◆ Exercise
Find and copy the lines in the records beneath this task that contain the word "blurred".

________________________

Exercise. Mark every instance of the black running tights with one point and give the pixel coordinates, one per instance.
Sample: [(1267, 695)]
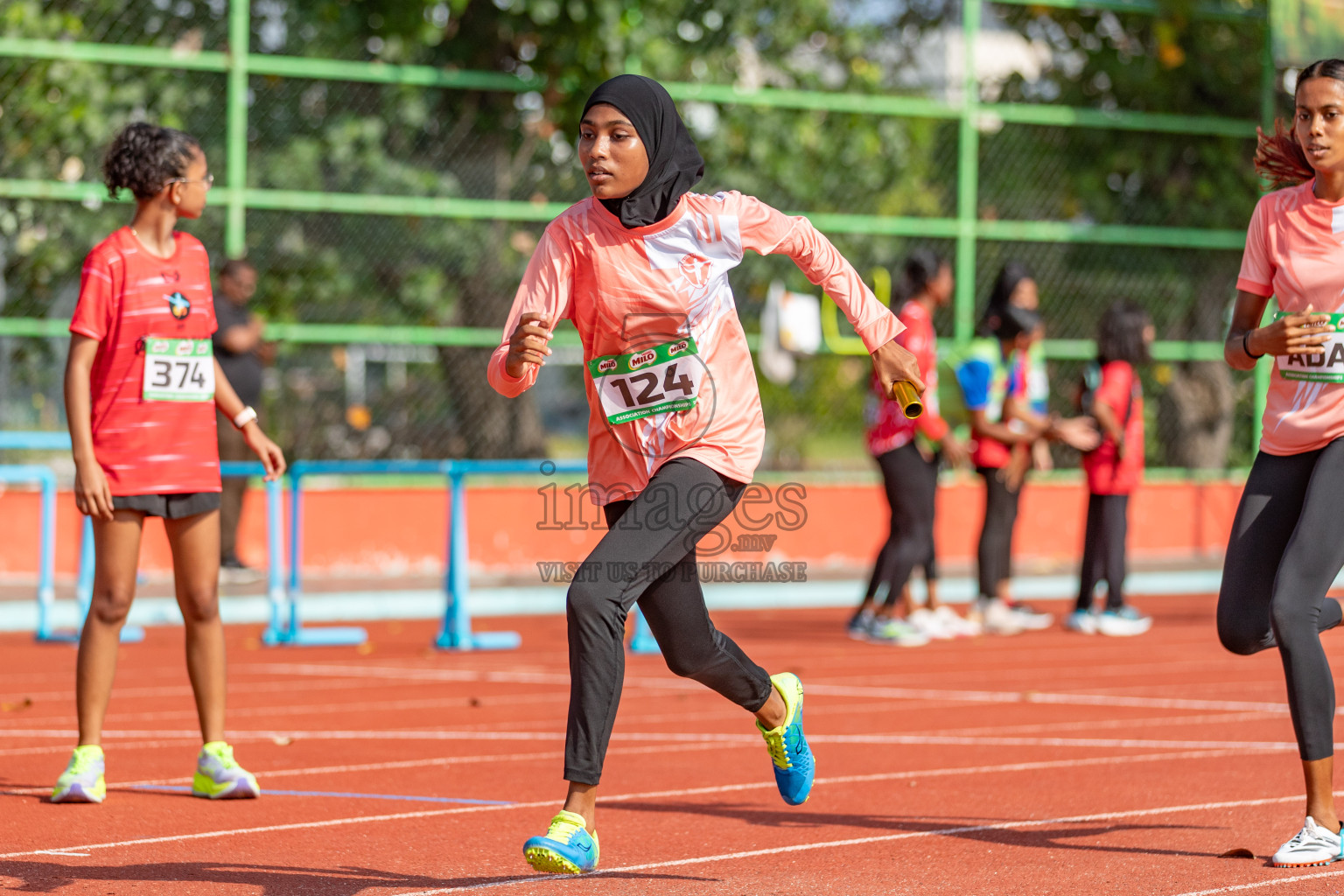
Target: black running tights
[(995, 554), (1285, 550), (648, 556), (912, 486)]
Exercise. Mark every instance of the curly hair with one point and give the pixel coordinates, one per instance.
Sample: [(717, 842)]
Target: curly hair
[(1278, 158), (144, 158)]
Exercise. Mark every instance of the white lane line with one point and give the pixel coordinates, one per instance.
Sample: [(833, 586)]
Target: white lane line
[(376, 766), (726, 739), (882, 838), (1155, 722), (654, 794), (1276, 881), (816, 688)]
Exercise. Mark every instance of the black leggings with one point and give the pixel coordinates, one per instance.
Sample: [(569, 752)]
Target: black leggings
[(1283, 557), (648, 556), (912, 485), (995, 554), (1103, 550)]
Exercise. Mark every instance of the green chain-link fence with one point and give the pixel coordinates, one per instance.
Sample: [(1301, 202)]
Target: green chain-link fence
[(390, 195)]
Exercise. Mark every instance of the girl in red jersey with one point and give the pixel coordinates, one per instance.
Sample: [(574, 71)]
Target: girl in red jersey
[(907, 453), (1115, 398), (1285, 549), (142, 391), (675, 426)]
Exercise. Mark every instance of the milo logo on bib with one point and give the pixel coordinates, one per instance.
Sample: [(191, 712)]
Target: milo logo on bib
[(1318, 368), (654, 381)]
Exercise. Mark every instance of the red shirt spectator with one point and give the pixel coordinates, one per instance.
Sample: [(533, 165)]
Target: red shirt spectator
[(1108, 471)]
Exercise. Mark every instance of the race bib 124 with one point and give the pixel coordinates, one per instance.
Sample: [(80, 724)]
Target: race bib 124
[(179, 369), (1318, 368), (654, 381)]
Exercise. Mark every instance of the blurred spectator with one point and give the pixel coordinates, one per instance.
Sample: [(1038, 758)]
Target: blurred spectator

________________________

◆ Exercise response
Exercise. Mark every instance of the blurred spectator with one point and give the pixel coordinates, one per instance.
Target: blurred spectator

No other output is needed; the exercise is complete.